**Goal of the exercise:** Please pull every line from the rows below and copy each one character for character, in the same order.
==============================
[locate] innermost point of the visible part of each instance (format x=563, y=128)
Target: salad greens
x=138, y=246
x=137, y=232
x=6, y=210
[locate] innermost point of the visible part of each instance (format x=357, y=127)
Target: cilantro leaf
==============================
**In response:**
[locate] innermost point of the visible part of each instance (format x=563, y=128)
Target: salad greens
x=138, y=246
x=137, y=232
x=6, y=210
[locate] innermost point of the visible part of each instance (format x=357, y=127)
Target: cilantro leaf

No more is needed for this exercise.